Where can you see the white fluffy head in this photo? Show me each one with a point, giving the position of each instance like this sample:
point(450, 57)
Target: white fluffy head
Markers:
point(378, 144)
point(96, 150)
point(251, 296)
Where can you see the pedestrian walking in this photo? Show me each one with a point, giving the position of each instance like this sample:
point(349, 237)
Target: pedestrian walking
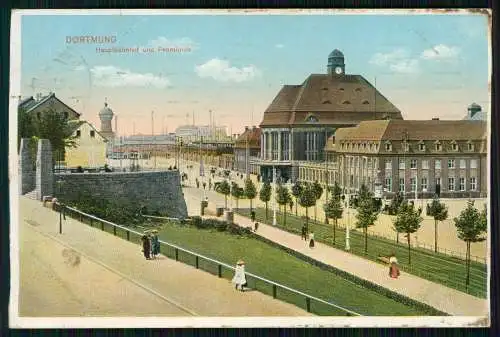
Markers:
point(256, 226)
point(146, 246)
point(304, 232)
point(311, 240)
point(155, 243)
point(393, 266)
point(239, 278)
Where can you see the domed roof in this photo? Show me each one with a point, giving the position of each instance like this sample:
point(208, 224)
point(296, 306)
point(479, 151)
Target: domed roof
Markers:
point(336, 53)
point(106, 111)
point(474, 106)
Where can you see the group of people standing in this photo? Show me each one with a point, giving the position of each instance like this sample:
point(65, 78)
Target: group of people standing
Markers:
point(150, 244)
point(308, 237)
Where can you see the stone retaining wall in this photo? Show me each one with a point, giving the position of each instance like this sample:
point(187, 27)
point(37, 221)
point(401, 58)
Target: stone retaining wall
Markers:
point(160, 191)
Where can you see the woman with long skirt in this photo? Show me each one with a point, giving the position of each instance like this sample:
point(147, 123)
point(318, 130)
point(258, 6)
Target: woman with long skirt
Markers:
point(155, 243)
point(239, 278)
point(146, 246)
point(393, 266)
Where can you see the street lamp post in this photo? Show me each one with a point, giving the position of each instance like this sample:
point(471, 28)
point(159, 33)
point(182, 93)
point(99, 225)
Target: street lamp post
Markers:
point(60, 183)
point(347, 229)
point(274, 196)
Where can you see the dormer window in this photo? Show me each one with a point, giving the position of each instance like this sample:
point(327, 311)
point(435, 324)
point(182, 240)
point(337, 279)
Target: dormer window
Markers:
point(388, 146)
point(438, 146)
point(312, 119)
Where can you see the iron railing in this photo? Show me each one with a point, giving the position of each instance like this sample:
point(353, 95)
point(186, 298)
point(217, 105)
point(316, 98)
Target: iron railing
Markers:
point(278, 291)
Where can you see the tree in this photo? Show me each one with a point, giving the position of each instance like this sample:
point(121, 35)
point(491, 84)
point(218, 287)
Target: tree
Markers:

*-*-*

■ **REQUIRED WORK**
Please rewrite all the items above with "sample" changed to "example" everywhere and nothing else altered. Leave the pictures out of your answer.

■ **ANSWER TO THE PROBLEM**
Where can you see the white fluffy head in this photo? Show me each one with a point, giving the position of each instance like this example:
point(450, 57)
Target: white fluffy head
Markers:
point(378, 144)
point(96, 150)
point(251, 296)
Where can you see the pedestrian walking in this photo? Show me each one with a point, giving the position of each instance like this example:
point(349, 237)
Target: pedestrian walking
Markers:
point(256, 226)
point(146, 246)
point(304, 232)
point(311, 240)
point(155, 243)
point(393, 266)
point(239, 278)
Where can you see the domed roof in this photo? Show me each one with a point, giving the position of each instance like this example:
point(208, 224)
point(296, 306)
point(479, 151)
Target: domed roof
Markers:
point(336, 53)
point(106, 111)
point(474, 106)
Where can you see the group of people standing in this photo? Show me each one with a point, giving the position of each instance like this example:
point(65, 78)
Target: group of people standing
Markers:
point(150, 244)
point(308, 237)
Where can you see the stone retaining wall in this photo? Show me each one with a point, giving the position of each instance like this example:
point(187, 27)
point(37, 221)
point(401, 58)
Target: stone retaining wall
Markers:
point(160, 191)
Where can you see the woman with long skirt in this photo? Show me each one with a point, giving the position of each instance like this example:
point(147, 123)
point(318, 130)
point(258, 6)
Target: woman with long skirt
Markers:
point(155, 243)
point(239, 278)
point(146, 246)
point(393, 266)
Where can you see the street lamp post in this photo? Show me each one with a point, giving the position of each instance like this example:
point(471, 28)
point(159, 33)
point(182, 93)
point(99, 225)
Target: street lamp post
Markers:
point(60, 183)
point(347, 229)
point(274, 196)
Where can you see the dormer window in this photo? Show me each one with a point, giving the position of each instance like this example:
point(327, 311)
point(435, 324)
point(182, 240)
point(337, 279)
Target: dormer window
Markers:
point(388, 146)
point(438, 146)
point(312, 119)
Where can you see the iron railing in this photo? Show me each one with a point, giving the position of each instance like this example:
point(353, 95)
point(186, 298)
point(217, 105)
point(316, 98)
Target: iron railing
Markers:
point(278, 291)
Where can you see the tree in this photo? Show me each one with a point, giving the position of each instance like this example:
point(121, 35)
point(491, 84)
point(218, 287)
Target: tree
Markers:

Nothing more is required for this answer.